Page text
Welcome Dahlisgrams!

And Welcome to you too Mary!
 
Brie! Welcome back:)
You have been busy! I'm glad it worked out for you guys to be able to buy your Mother-in-laws place. Since she had chickens before, is there still alot for you do build/alter before you bring yours In?
No, not a lot. The outside fences are excellent! Cement footer all the way around, 2-3/8" line posts, 2-3/8" top rail, 6' tall chain link. She did all that last year when the fires burned all the fences. She used oilfield drill pipe, and I understand, had to pay several fines because of the sparks from the welder even though she used a welding (fireproof) blanket to cover the ground. She was one heck of a welder!

We are re-vamping the horse stalls to accomodate and separate Bryan's milk goats (all due to come fresh in November) and sequester the BIG Alpine buck so that WE decide when the next batch of kids will be born - Bryan doesn't want to have to try to keep winter babies warm, fed, etc. His mother always bred for warm spring babies. She hated having to work the cold!

And, since we decided to do this right, we want to keep each breed separate, to breed true and see how we can do at shows. There are not enough chicken pens/coops to do that...but we're working on it. The nest boxes in her big pens where she had her layers were hard to clean, according to her, so we are re-doing those before we put hens in there. She was such a stickler for cleanliness, and I never heard her speak of a sick chicken, so guess we will continue on with her methods. My kids both spent summers with her, and I am very impressed with how much of her "animal husbandry" and custodianship has stuck with them. Bryan Jr. (BJ) has told us we must bury fences, and why, and that chicken wire is no good and why...on and on. My mother in law taught them a lot, and we are grateful. Now they are teaching US!

Brie
 
(chickenless lurker here) I'm a long way from getting my own chickens still, but this thread has been enlightening. I have been following since January and taking notes. Thank you Old-timers!
Bee, I looked at your hoop coop page and I think it looks perfectly breezy for a coop in hot, hot Texas. Do you have any pictures of the finished coop with all the feeders and roosts set up? I just would like to see how you did it.
 
No...I don't, unless you want to see feeders and roosts for meat chickens, which aren't a real representation of what they would look like for a layer flock. The cattle panel is so wonderful because you can attach anything to any surface on the whole coop. So many points of attachment. I love it!

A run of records
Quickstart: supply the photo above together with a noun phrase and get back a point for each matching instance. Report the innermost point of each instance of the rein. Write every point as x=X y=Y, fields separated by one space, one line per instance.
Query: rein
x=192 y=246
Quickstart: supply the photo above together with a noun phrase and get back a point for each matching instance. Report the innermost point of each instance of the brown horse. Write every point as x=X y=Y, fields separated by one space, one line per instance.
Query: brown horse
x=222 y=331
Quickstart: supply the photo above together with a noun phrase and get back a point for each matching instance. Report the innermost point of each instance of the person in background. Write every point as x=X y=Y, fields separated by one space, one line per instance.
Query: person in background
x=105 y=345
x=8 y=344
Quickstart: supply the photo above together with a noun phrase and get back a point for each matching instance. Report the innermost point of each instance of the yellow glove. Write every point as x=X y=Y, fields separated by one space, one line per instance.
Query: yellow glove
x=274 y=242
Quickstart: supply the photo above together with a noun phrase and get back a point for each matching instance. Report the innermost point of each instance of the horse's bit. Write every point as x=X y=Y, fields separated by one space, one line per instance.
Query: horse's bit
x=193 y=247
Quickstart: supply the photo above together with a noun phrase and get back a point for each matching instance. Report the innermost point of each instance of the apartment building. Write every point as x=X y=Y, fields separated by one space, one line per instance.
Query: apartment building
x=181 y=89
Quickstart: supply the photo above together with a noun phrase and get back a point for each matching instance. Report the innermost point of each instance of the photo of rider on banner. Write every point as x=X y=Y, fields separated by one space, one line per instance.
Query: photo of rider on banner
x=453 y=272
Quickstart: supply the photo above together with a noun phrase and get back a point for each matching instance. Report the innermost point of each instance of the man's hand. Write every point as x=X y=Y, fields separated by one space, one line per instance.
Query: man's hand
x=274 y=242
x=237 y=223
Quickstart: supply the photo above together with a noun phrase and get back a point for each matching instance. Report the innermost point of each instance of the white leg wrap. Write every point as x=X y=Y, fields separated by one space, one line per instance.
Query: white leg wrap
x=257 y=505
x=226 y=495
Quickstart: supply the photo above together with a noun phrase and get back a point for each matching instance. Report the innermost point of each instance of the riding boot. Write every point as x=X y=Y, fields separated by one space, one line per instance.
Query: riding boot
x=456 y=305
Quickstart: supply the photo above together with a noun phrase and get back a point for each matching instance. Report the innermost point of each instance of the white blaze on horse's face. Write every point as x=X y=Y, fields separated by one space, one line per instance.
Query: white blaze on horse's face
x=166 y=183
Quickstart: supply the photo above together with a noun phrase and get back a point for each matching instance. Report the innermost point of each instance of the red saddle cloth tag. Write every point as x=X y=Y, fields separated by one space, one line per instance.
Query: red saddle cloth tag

Stated exercise
In the chicken forum thread, why does Bryan want to decide when the Alpine buck breeds?

Exercise answer
He doesn't want to have to keep winter babies warm and fed.